課題用データ -
○ ○ ○ ○
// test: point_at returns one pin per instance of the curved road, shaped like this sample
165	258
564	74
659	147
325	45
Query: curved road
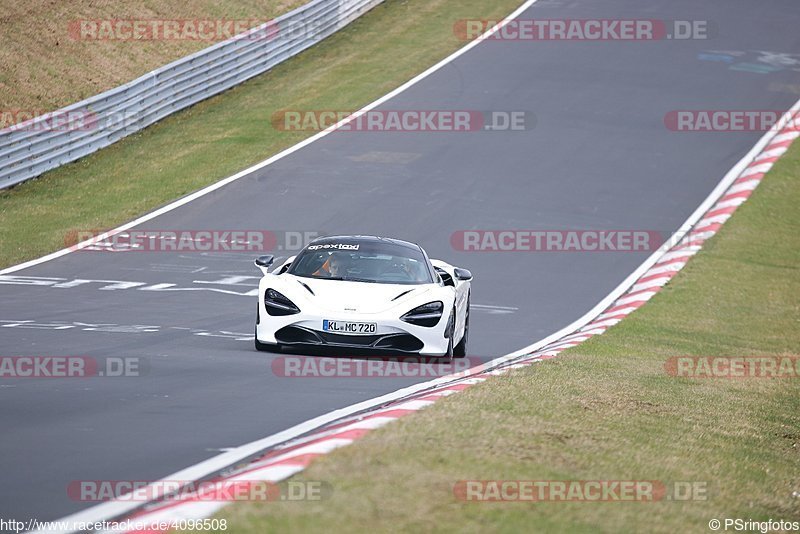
599	157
○ ○ ○ ○
短い練習 - 上の一覧をすべて、空行を除いた一行ずつの番号付きリストに変換してください。画像は回答に含めないでください。

回答 -
1. // test: point_at returns one pin per instance of the curved road, shaped like this sample
2. 165	258
3. 564	74
4. 659	147
5. 325	45
6. Query: curved road
7. 599	157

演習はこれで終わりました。